TASK: Go line by line through the records below. Copy whichever lines contain the string "outline".

EXCERPTED DATA:

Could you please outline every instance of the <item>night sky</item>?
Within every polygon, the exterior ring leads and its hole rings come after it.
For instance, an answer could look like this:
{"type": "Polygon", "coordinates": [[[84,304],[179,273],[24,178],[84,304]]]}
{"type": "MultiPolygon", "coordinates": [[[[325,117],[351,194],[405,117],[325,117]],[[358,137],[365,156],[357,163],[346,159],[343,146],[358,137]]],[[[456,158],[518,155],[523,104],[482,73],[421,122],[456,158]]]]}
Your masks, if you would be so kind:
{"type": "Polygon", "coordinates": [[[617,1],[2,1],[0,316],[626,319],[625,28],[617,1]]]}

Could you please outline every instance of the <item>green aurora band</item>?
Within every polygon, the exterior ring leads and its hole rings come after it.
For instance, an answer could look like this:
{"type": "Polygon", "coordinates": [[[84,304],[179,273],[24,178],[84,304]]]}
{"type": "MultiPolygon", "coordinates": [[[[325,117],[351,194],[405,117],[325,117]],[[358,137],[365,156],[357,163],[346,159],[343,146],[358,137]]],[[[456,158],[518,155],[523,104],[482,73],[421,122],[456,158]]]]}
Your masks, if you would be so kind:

---

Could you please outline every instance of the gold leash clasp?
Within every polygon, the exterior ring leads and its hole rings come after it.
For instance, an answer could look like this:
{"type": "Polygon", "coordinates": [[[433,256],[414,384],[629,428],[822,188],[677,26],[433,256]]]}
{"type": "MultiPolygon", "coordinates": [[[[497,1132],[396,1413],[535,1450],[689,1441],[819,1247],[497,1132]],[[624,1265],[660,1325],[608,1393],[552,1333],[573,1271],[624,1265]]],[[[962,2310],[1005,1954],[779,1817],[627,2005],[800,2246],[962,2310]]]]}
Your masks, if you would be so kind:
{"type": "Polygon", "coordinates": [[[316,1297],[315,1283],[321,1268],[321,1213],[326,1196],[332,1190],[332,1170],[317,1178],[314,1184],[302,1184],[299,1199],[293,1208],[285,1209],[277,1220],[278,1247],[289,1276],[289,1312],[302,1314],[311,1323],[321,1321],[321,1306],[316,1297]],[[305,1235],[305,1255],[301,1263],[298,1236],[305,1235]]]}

SOLUTION TO THE EXERCISE:
Could you please outline every instance of the <item>night sky</item>?
Could you please outline every instance of the <item>green aurora band</item>?
Could you please outline every instance of the gold leash clasp?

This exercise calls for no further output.